> [THE PROBLEM] Every record below must be copied exactly, with images dropped.
Top of DATA RECORDS
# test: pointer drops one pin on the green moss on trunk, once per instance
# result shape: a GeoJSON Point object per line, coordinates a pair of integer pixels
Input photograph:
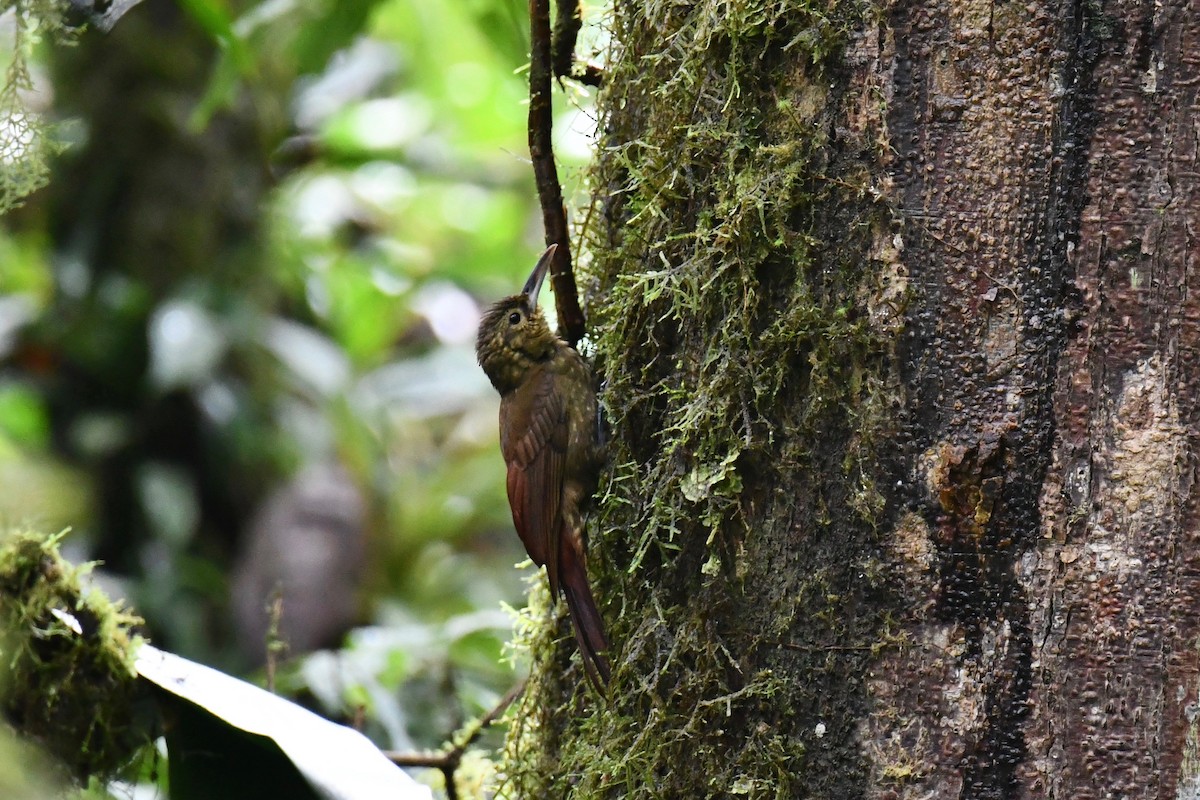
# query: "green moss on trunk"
{"type": "Point", "coordinates": [67, 679]}
{"type": "Point", "coordinates": [744, 305]}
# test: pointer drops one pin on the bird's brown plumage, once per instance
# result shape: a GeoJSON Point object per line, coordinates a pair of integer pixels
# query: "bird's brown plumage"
{"type": "Point", "coordinates": [550, 445]}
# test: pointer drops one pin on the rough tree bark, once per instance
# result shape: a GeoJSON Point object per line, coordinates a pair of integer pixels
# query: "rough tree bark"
{"type": "Point", "coordinates": [897, 313]}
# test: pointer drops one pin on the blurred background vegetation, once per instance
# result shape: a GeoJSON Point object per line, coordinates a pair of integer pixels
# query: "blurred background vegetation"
{"type": "Point", "coordinates": [237, 328]}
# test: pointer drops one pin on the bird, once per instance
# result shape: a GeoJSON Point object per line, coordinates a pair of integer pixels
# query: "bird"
{"type": "Point", "coordinates": [550, 443]}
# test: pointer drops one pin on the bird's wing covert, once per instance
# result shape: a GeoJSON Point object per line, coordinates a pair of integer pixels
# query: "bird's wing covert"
{"type": "Point", "coordinates": [533, 438]}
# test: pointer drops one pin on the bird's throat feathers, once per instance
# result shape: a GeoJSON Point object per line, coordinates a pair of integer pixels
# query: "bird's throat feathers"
{"type": "Point", "coordinates": [513, 338]}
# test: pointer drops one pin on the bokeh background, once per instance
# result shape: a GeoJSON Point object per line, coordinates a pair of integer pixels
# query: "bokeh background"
{"type": "Point", "coordinates": [237, 331]}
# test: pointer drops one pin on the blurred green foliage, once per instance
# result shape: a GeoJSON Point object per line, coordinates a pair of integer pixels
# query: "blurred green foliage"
{"type": "Point", "coordinates": [313, 306]}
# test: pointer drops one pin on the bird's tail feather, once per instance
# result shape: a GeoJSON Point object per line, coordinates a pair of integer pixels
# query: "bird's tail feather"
{"type": "Point", "coordinates": [586, 620]}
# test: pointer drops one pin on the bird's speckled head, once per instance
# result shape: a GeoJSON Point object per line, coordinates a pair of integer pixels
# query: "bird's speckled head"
{"type": "Point", "coordinates": [514, 335]}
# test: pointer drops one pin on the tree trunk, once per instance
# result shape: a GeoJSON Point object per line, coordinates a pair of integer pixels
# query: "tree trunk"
{"type": "Point", "coordinates": [897, 318]}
Bottom of DATA RECORDS
> [RESULT OF THIS TASK]
# test: pointer drops one pin on the green moss on trunk, once per instance
# result shape: a GeoJSON Point object per line, coordinates a pair of integer pixels
Input photograph:
# query: "green moss on trunk"
{"type": "Point", "coordinates": [67, 679]}
{"type": "Point", "coordinates": [744, 305]}
# test: pointer drops one pin on the bird's brown plumage, once per instance
# result shape: a GeoJSON Point object per line, coordinates a pair of integer pixels
# query: "bird's brown plumage"
{"type": "Point", "coordinates": [550, 445]}
# test: pointer drops one pin on the rough tree bark, once per instance
# result shape: a GeoJSON Point object per line, coordinates a pair of integer pixels
# query: "rough tree bark"
{"type": "Point", "coordinates": [897, 313]}
# test: pointer drops one pin on the blurred background vegetation, once per instance
# result shape: a GeoJSON Point object per line, coordinates a pair of integer pixels
# query: "blurred background vegetation"
{"type": "Point", "coordinates": [237, 328]}
# test: pointer drops one pin on the bird, once per instance
# result shape: a GeoJSON Point object per line, coordinates a pair of integer pixels
# query: "bird"
{"type": "Point", "coordinates": [550, 443]}
# test: pointer drops one pin on the bird's wing covert, once per instance
# result shape: a GeoJSON Point object per line, coordinates a pair of integer pixels
# query: "bird's wing covert"
{"type": "Point", "coordinates": [533, 438]}
# test: pointer drops one pin on the bird's throat feathers, once per instance
# result shape: a GeoJSON Point object per line, coordinates a pair of integer pixels
# query: "bird's throat feathers"
{"type": "Point", "coordinates": [513, 338]}
# test: pointer drops one pin on the bokeh background, once per instance
# result shape: a GeoJSON Point object per line, coordinates a pair of integer pixels
# query: "bokeh background"
{"type": "Point", "coordinates": [237, 331]}
# test: pointer drops one pin on the blurred green foliage, once per instance
# result shape: a GeoJSON Point object per line, coordinates a pair of integer pixels
# query: "blurred green foliage"
{"type": "Point", "coordinates": [313, 306]}
# test: pointer drops one pin on the bird's tail feather, once per instance
# result shape: a GeoJSON Point object per line, coordinates a pair of integer pixels
# query: "bird's tail feather"
{"type": "Point", "coordinates": [586, 620]}
# test: pointer drops one pin on the bird's speckled head, once per instance
# result shape: a GeoJSON Point object per line, coordinates a pair of integer pixels
# query: "bird's speckled head"
{"type": "Point", "coordinates": [514, 335]}
# test: pointer drops one pin on the tree trunk, once per instance
# result shape: a GeoJSON Point object per line, coordinates a pair of integer pixels
# query: "tree trunk"
{"type": "Point", "coordinates": [897, 318]}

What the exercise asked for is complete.